* BEGIN *

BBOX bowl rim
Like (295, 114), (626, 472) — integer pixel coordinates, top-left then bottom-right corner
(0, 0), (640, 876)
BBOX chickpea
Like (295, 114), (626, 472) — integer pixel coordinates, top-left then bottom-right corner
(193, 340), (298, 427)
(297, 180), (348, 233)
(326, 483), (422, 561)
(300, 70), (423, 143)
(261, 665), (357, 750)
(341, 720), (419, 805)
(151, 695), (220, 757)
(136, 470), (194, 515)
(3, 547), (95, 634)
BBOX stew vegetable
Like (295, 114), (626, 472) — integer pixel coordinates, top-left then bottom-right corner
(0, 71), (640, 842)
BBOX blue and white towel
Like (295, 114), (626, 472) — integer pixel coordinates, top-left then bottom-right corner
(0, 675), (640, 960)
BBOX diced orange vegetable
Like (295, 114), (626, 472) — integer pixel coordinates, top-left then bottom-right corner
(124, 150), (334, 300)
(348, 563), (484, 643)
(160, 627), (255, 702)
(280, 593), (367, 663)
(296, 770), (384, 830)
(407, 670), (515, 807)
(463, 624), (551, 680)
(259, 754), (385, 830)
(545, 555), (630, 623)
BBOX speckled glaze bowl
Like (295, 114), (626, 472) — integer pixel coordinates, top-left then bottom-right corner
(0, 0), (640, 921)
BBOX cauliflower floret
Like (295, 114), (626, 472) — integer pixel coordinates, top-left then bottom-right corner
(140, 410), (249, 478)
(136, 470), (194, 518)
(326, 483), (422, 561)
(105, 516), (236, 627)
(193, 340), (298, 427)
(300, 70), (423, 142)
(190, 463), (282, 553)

* END *

■ **WHAT YOU ARE ASKED TO DO**
Rewrite the part that opens with the line containing "BBOX chickpea" and closes with the line containing "(0, 675), (640, 960)", keeping every line, requests included, with each coordinate in the answers multiplied by 2.6 and rounded to a whole number, halves rounded up. Leave all numbers in the requests and their format samples as they are.

■ **SOLUTION TO THIS EXERCISE**
BBOX chickpea
Like (295, 114), (626, 472) — integer pixel coordinates, top-left then bottom-right corner
(502, 884), (775, 1110)
(772, 468), (905, 606)
(848, 1256), (1097, 1459)
(780, 182), (1100, 372)
(679, 1729), (928, 1950)
(887, 1872), (1089, 2093)
(393, 1807), (572, 1968)
(354, 1222), (504, 1339)
(8, 1422), (247, 1648)
BBOX stew vegetable
Like (295, 114), (626, 472) — integer pixel coordinates, top-left then bottom-right corner
(0, 185), (1664, 2189)
BBOX blue and white towel
Like (295, 114), (626, 472) — integer pixel coordinates, top-left then bottom-right corner
(0, 1755), (1664, 2496)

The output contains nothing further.